Required work:
Please retype the following items exactly as they appear, line for line.

Collection entries:
★ ★ ★ ★ ★ ★ ★
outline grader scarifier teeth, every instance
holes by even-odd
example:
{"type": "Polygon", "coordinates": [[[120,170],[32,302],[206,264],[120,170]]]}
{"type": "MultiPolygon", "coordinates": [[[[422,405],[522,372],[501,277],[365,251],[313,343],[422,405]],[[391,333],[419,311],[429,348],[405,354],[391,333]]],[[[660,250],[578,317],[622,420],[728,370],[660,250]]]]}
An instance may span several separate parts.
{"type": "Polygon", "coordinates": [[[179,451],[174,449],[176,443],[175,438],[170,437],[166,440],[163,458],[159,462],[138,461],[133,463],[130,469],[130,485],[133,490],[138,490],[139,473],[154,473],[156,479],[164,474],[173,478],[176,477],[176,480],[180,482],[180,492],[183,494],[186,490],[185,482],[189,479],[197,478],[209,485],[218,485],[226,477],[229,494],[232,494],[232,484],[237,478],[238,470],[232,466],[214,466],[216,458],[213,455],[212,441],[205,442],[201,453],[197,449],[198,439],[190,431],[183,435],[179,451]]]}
★ ★ ★ ★ ★ ★ ★
Full output:
outline grader scarifier teeth, every instance
holes by even-odd
example:
{"type": "Polygon", "coordinates": [[[120,170],[32,302],[206,264],[120,170]]]}
{"type": "MultiPolygon", "coordinates": [[[[422,405],[522,372],[501,277],[365,251],[313,343],[422,405]],[[391,333],[419,311],[429,348],[405,354],[391,333]]],[[[660,250],[578,317],[622,420],[728,370],[660,250]]]]}
An instance may span several separate parts.
{"type": "Polygon", "coordinates": [[[179,451],[174,449],[176,443],[175,438],[170,437],[166,440],[163,458],[159,462],[138,461],[133,463],[130,469],[130,485],[133,490],[138,490],[139,473],[154,473],[156,479],[164,474],[173,478],[176,477],[176,480],[180,482],[180,492],[183,494],[186,490],[185,482],[189,479],[197,478],[209,485],[218,485],[226,477],[229,494],[232,494],[232,484],[237,478],[238,470],[232,466],[214,466],[216,458],[213,455],[212,441],[205,442],[201,453],[197,449],[198,439],[190,431],[183,435],[179,451]]]}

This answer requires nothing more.